GIVEN ENTRIES

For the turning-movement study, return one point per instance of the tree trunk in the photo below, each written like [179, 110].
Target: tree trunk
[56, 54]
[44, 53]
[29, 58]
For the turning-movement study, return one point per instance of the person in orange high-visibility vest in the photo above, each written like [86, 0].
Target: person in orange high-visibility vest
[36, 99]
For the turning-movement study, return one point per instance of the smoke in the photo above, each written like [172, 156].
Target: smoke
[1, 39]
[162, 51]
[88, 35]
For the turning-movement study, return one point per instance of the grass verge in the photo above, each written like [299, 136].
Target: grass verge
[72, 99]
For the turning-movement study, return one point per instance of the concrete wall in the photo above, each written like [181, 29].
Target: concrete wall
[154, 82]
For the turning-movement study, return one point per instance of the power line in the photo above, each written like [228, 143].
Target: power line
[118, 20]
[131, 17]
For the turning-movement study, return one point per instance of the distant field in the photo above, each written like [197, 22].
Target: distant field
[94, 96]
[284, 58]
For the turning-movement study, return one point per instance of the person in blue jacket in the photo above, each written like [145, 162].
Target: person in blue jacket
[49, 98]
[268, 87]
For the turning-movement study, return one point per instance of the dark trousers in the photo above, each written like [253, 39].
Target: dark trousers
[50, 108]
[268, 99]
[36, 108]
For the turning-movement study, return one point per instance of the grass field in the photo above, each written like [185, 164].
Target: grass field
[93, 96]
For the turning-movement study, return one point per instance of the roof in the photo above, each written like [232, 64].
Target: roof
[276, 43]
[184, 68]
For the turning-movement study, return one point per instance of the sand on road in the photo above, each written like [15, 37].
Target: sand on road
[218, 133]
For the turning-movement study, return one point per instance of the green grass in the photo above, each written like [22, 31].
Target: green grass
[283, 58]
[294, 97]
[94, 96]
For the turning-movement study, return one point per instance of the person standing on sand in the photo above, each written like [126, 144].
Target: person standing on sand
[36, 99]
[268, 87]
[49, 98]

WHAT IS BEING ASKED
All of the material must be given again, exactly as it appears above.

OUTPUT BELOW
For the turning-movement study, return one point per instance of the tree trunk in the photo below, each written like [179, 110].
Target: tree trunk
[56, 54]
[44, 53]
[29, 58]
For the turning-movement study, return one point per instance of the person in orange high-visibility vest in the photo above, each written like [86, 0].
Target: person in orange high-visibility vest
[36, 99]
For the turning-movement study, return one point per instance of the smoke in the photo above, each written like [172, 156].
Target: smoke
[1, 39]
[162, 51]
[88, 35]
For the turning-movement study, return one point per instance of the grass verge in the photo above, each written like [299, 136].
Target: grass verge
[72, 99]
For the turning-movement study, return one point per instance of the concrete wall in the photo above, each written like [181, 29].
Target: concrete wall
[154, 82]
For the turning-movement study, return one point per instance of the power line in the photo above, each written like [228, 143].
Target: power line
[118, 20]
[131, 17]
For the turning-movement study, return one point per instance of the distant field in the photo above, each written like [197, 22].
Target: distant field
[94, 96]
[284, 58]
For the turning-movement study, return one point per instance of the person in blue jacket in the photo above, each written like [145, 162].
Target: person in blue jacket
[49, 98]
[268, 87]
For the turning-movement study, return one point per instance of the dark trousers in the photo above, each written like [253, 39].
Target: dark trousers
[50, 108]
[268, 99]
[36, 108]
For the turning-movement study, return one point per instance of the grass field in the photo above, each written like [185, 164].
Target: grass field
[93, 96]
For the turning-movement study, return one point per instance of the roof in the photo above, each written like [232, 64].
Target: roof
[276, 43]
[184, 68]
For the turning-movement study, return one point per instance of the sand on road in the photo above, each written like [15, 37].
Target: sand on road
[218, 133]
For the turning-movement study, return one point per instance of the green grass in the photo above, each written like [22, 31].
Target: green grass
[283, 58]
[294, 97]
[94, 96]
For the turning-movement study, return one point per instance of the person standing on sand in the photo above, each written like [126, 144].
Target: person standing on sand
[36, 99]
[268, 87]
[49, 98]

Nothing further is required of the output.